▶ _What the task requires_: Starting with the line that holds "Wildlife-tally request: put a marker on the framed", copy out each remaining line of the listing below, up to and including the last one, and include nothing else.
==================================================
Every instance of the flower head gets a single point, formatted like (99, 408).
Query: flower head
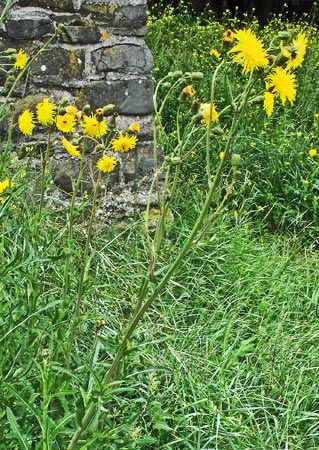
(5, 184)
(93, 127)
(209, 113)
(215, 53)
(283, 84)
(134, 127)
(269, 101)
(250, 51)
(189, 90)
(298, 51)
(70, 148)
(46, 112)
(124, 143)
(22, 60)
(26, 123)
(65, 123)
(106, 163)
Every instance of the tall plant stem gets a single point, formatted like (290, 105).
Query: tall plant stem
(84, 264)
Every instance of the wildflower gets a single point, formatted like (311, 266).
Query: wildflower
(269, 100)
(209, 113)
(26, 123)
(92, 127)
(189, 90)
(106, 163)
(124, 143)
(135, 127)
(250, 51)
(65, 123)
(228, 36)
(215, 53)
(22, 59)
(70, 148)
(283, 84)
(46, 112)
(5, 184)
(298, 51)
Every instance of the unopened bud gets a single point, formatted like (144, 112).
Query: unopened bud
(235, 160)
(176, 74)
(108, 108)
(285, 35)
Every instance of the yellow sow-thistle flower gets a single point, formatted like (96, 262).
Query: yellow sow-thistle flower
(297, 52)
(65, 123)
(269, 101)
(46, 112)
(22, 60)
(5, 184)
(124, 143)
(215, 53)
(70, 148)
(26, 123)
(206, 110)
(250, 51)
(189, 90)
(93, 127)
(283, 84)
(106, 164)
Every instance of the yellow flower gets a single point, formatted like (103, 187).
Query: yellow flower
(25, 122)
(106, 163)
(93, 127)
(65, 123)
(250, 51)
(215, 53)
(228, 36)
(283, 84)
(46, 112)
(21, 61)
(70, 148)
(269, 101)
(206, 110)
(5, 184)
(298, 51)
(124, 143)
(135, 127)
(189, 90)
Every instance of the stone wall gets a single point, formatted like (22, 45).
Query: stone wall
(100, 57)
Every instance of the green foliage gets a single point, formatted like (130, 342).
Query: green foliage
(279, 178)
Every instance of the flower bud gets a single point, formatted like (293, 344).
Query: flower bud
(235, 160)
(285, 35)
(108, 108)
(176, 74)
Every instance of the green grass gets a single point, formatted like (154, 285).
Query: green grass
(226, 358)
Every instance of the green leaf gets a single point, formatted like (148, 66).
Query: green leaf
(16, 429)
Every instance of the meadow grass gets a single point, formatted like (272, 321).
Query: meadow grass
(226, 357)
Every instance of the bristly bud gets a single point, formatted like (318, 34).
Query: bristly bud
(197, 76)
(86, 109)
(99, 114)
(235, 160)
(195, 106)
(64, 101)
(284, 35)
(108, 108)
(176, 74)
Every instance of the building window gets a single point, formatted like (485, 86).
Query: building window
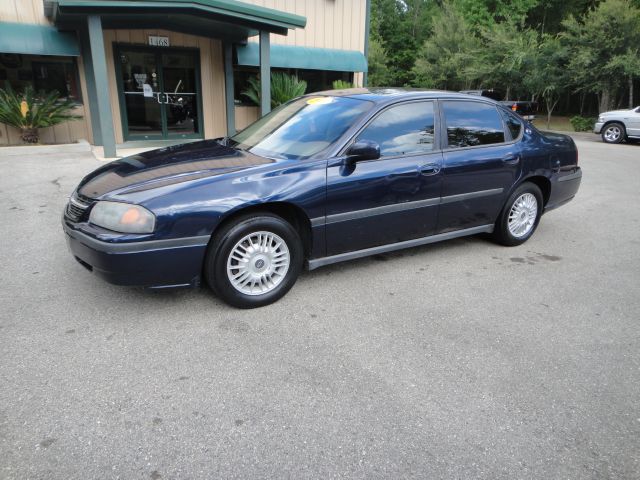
(43, 72)
(317, 80)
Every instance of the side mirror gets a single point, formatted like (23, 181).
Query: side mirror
(363, 150)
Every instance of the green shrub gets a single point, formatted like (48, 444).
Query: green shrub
(582, 124)
(341, 85)
(28, 111)
(283, 88)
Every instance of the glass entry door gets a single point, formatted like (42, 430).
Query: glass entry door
(159, 93)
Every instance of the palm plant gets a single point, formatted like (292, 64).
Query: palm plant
(283, 88)
(28, 111)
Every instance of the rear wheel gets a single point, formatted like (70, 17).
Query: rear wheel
(613, 133)
(520, 216)
(254, 261)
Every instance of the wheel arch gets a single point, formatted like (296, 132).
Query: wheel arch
(609, 122)
(289, 212)
(542, 182)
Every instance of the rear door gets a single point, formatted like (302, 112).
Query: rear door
(395, 197)
(481, 164)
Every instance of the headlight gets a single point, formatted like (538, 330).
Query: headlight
(122, 217)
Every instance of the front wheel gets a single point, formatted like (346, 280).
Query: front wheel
(254, 261)
(520, 216)
(613, 133)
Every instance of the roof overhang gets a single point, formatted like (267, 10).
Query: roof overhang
(289, 56)
(33, 39)
(213, 18)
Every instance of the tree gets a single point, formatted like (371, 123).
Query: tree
(443, 60)
(29, 111)
(601, 43)
(507, 58)
(549, 77)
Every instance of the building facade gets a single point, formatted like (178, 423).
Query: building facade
(148, 70)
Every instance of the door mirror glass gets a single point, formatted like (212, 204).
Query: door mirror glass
(363, 150)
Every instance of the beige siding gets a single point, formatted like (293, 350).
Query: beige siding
(330, 23)
(246, 116)
(211, 67)
(22, 11)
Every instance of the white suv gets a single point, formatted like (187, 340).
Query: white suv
(618, 125)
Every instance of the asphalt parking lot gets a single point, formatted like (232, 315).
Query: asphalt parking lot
(458, 360)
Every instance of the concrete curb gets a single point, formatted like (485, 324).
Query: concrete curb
(81, 146)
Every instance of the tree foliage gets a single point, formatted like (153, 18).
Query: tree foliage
(542, 49)
(31, 110)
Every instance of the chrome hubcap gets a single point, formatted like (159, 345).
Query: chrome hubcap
(612, 133)
(522, 215)
(258, 263)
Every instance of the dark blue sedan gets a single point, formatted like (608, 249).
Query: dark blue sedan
(322, 179)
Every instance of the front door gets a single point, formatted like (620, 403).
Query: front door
(159, 93)
(395, 197)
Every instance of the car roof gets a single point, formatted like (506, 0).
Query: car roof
(392, 94)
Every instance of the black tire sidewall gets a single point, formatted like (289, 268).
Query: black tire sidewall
(502, 226)
(623, 132)
(216, 262)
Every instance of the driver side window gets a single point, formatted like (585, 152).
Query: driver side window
(402, 129)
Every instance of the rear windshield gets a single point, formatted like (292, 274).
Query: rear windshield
(302, 127)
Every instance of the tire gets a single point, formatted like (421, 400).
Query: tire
(520, 216)
(254, 261)
(613, 132)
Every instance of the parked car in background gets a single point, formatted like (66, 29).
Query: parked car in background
(525, 109)
(618, 125)
(322, 179)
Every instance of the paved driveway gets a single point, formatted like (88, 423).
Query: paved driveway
(458, 360)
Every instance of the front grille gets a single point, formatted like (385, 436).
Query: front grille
(76, 208)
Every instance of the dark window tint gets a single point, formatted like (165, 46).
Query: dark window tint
(403, 129)
(471, 123)
(513, 124)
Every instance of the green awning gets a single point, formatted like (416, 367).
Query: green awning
(254, 17)
(287, 56)
(37, 40)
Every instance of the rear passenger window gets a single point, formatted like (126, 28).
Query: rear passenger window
(402, 130)
(514, 124)
(470, 124)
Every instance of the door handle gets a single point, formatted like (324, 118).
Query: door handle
(430, 169)
(511, 159)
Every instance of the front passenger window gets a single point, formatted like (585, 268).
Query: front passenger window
(403, 129)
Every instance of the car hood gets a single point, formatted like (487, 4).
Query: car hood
(167, 166)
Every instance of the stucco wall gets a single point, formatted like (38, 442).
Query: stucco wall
(330, 23)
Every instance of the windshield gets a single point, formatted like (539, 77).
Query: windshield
(302, 127)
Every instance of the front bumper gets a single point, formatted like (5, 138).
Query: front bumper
(155, 263)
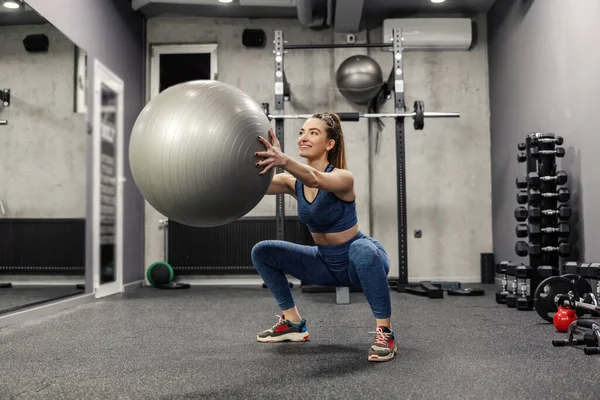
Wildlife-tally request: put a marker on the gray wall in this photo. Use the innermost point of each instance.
(448, 163)
(113, 33)
(544, 77)
(43, 147)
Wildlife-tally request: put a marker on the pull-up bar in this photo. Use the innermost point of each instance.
(335, 46)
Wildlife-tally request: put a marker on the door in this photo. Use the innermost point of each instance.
(171, 65)
(108, 182)
(178, 63)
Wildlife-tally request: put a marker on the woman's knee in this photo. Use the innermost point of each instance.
(260, 251)
(366, 254)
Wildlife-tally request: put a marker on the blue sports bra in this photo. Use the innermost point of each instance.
(327, 213)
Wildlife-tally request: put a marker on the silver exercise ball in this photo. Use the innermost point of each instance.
(359, 78)
(192, 153)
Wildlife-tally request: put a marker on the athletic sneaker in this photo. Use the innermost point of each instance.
(384, 348)
(284, 331)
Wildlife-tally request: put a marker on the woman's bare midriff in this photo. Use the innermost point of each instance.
(332, 239)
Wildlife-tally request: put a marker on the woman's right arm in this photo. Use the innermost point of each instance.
(282, 184)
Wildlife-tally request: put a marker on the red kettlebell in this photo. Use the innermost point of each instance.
(563, 318)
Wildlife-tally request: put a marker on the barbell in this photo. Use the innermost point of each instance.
(418, 115)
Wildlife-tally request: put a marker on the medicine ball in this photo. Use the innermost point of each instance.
(359, 78)
(160, 275)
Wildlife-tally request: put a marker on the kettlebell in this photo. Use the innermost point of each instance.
(563, 318)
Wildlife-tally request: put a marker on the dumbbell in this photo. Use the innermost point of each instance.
(534, 178)
(512, 294)
(522, 249)
(521, 214)
(535, 195)
(503, 292)
(557, 140)
(525, 301)
(535, 152)
(563, 212)
(521, 182)
(522, 230)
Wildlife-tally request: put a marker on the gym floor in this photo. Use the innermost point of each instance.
(200, 343)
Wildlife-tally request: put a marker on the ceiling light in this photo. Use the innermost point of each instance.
(12, 4)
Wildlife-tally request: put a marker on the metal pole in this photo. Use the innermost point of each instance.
(279, 108)
(400, 160)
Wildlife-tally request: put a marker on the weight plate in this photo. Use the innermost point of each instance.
(543, 298)
(583, 288)
(583, 285)
(466, 292)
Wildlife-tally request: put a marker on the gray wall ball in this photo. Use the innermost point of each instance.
(359, 78)
(192, 149)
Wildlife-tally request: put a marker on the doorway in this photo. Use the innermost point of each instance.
(171, 65)
(108, 182)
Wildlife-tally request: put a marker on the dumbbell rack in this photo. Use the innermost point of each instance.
(547, 225)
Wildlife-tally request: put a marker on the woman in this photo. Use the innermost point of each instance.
(343, 256)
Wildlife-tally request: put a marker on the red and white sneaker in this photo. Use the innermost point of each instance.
(384, 348)
(285, 331)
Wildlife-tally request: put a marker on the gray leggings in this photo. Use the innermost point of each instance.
(361, 262)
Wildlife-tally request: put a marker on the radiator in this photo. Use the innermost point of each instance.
(226, 249)
(42, 246)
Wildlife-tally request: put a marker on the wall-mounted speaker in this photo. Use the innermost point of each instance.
(254, 38)
(36, 43)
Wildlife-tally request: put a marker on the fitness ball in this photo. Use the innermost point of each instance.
(192, 149)
(359, 78)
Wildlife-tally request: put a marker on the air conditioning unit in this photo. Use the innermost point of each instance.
(431, 33)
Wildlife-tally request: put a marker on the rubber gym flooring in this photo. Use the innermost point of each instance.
(200, 343)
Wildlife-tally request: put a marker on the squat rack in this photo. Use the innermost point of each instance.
(395, 81)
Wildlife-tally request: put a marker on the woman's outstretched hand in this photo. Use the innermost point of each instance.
(272, 156)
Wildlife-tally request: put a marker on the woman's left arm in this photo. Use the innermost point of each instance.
(337, 181)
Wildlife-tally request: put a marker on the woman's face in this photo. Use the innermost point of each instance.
(312, 140)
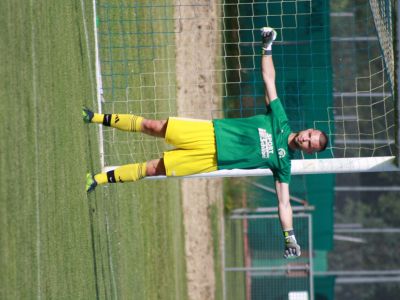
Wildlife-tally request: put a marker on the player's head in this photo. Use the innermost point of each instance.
(311, 140)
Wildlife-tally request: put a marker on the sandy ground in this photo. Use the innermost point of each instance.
(197, 40)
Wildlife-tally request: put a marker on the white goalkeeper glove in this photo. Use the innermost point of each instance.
(292, 249)
(268, 35)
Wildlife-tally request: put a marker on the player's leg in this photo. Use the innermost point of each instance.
(126, 122)
(268, 35)
(126, 173)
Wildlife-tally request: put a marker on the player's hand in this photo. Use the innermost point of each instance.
(292, 249)
(268, 35)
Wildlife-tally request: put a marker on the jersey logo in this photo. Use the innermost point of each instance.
(281, 153)
(266, 144)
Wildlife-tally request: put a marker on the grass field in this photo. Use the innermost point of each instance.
(55, 241)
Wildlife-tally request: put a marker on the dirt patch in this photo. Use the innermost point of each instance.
(197, 43)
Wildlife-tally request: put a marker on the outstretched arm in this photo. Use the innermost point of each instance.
(268, 73)
(292, 249)
(267, 65)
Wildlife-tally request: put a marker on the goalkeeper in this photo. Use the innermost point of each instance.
(262, 141)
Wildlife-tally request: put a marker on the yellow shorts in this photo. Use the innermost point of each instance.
(195, 147)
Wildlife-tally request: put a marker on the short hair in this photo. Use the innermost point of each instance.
(323, 141)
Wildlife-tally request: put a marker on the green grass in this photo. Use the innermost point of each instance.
(123, 241)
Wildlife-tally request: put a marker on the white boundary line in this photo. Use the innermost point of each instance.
(36, 122)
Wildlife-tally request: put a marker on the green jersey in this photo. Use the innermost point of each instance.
(256, 142)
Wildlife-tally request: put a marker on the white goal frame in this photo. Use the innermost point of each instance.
(300, 166)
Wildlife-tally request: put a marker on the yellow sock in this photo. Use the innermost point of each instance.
(121, 121)
(126, 173)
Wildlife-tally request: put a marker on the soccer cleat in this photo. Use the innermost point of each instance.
(268, 35)
(90, 183)
(87, 114)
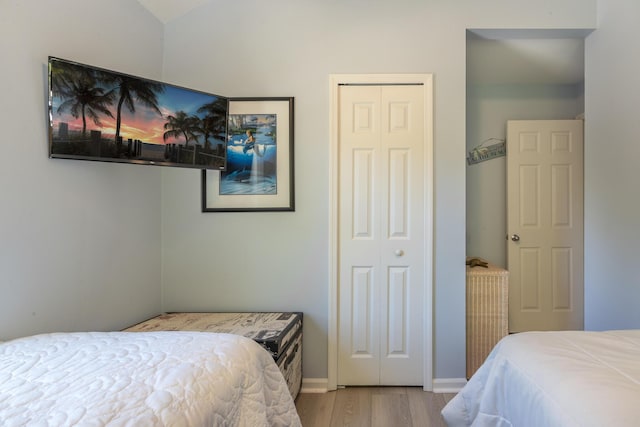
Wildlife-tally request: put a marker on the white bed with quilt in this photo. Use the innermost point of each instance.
(141, 379)
(569, 378)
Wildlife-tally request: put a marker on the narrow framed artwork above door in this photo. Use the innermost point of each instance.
(381, 230)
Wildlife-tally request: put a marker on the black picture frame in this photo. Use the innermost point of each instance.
(260, 159)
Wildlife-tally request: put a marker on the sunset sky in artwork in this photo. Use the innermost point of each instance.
(145, 124)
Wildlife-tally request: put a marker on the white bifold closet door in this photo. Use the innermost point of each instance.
(381, 235)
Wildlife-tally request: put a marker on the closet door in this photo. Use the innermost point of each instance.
(381, 236)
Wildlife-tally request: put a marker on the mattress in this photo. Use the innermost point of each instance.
(280, 333)
(568, 378)
(150, 378)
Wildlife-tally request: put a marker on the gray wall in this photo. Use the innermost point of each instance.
(251, 261)
(612, 198)
(79, 241)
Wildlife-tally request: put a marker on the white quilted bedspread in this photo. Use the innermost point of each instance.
(141, 379)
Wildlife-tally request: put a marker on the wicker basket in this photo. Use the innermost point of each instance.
(487, 312)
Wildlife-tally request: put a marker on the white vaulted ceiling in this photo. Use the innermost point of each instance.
(494, 56)
(166, 10)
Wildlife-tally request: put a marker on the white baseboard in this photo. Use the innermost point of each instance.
(314, 385)
(448, 385)
(440, 385)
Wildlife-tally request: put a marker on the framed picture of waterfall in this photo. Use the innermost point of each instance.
(259, 148)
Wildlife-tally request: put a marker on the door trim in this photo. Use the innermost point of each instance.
(336, 80)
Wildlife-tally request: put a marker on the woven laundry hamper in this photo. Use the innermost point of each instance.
==================================================
▶ _Answer for the task_:
Wildlife-tally request: put a marker on the framed picture of waterfall in this photo. Use the innermost point of each instance.
(259, 148)
Wildlife-tally request: put a marker on the door trim in this photo. Use the innermost point of each instance.
(336, 80)
Wildlife-tally request: put a marker on the woven laundry hamper in this photo. Use the innermost point of each instance.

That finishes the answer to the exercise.